*Aim*.
Count the lines in the records below that contain the word "building". Reply with the number alone.

*Material shown*.
----------
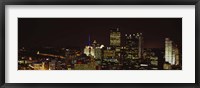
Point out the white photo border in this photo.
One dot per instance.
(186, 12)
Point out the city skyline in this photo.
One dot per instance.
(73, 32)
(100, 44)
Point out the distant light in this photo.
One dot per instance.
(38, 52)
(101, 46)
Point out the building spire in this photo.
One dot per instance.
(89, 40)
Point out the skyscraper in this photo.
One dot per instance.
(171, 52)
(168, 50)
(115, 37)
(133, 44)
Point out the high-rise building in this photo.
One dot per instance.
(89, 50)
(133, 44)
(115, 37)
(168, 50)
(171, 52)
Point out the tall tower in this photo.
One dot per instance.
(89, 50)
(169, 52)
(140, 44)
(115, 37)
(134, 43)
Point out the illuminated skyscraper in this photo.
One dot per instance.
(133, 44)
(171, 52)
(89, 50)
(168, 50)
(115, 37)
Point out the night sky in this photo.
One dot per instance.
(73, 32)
----------
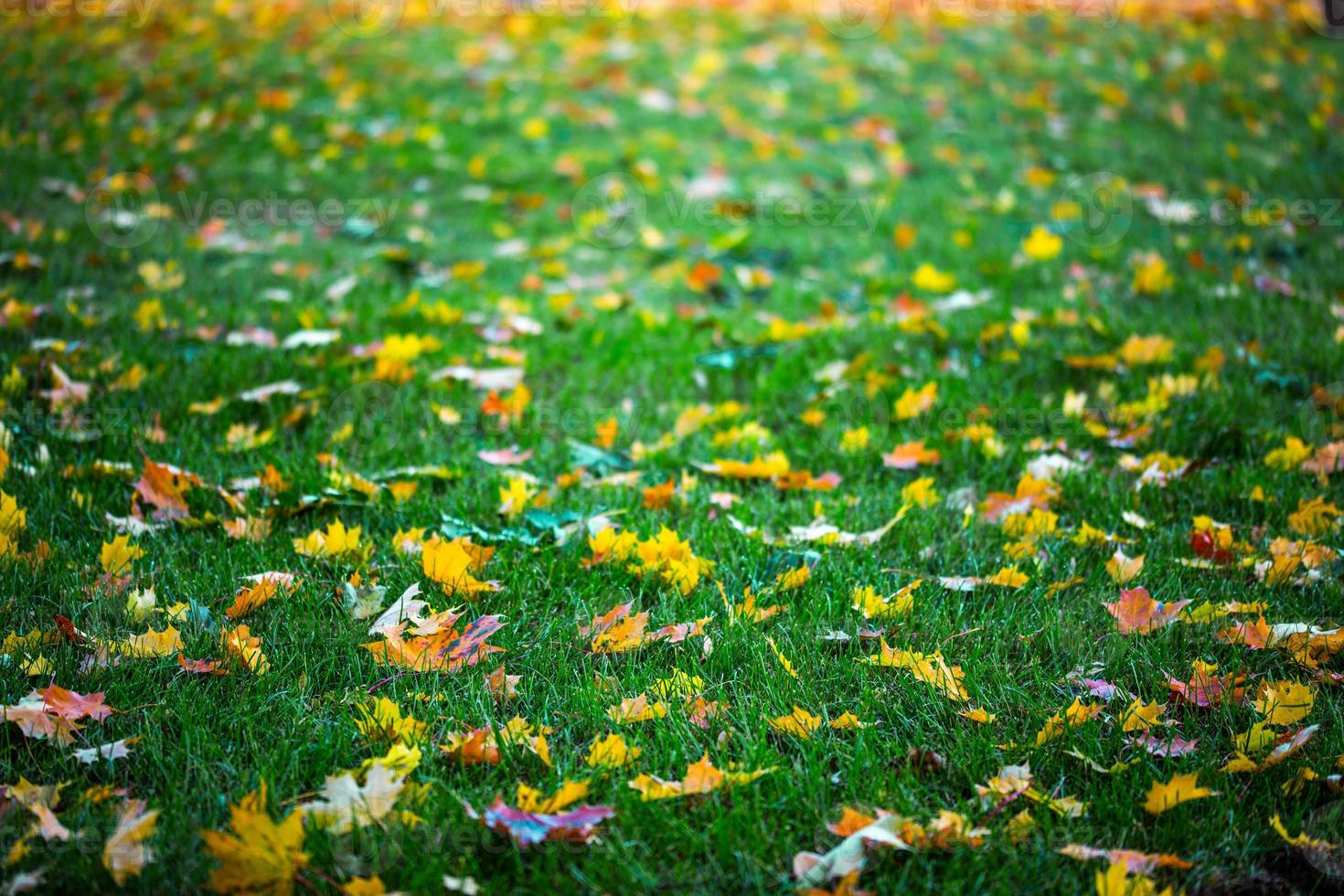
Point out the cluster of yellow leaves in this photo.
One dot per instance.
----------
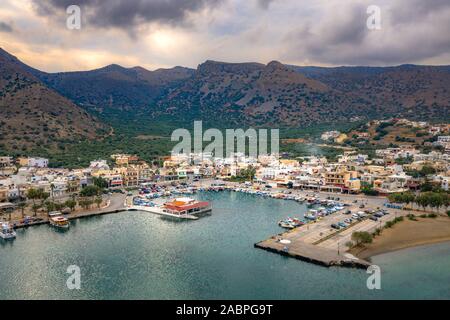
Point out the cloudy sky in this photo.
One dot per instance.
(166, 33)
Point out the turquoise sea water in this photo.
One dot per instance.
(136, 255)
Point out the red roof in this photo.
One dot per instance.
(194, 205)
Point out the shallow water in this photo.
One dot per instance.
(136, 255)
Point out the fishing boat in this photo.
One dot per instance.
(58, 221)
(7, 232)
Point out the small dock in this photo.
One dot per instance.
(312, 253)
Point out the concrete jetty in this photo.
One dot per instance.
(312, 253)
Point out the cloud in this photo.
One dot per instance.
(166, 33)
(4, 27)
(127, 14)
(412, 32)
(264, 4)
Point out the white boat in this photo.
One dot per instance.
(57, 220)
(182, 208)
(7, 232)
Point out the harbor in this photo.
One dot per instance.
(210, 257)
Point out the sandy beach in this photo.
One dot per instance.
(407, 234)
----------
*Answer to this exercise*.
2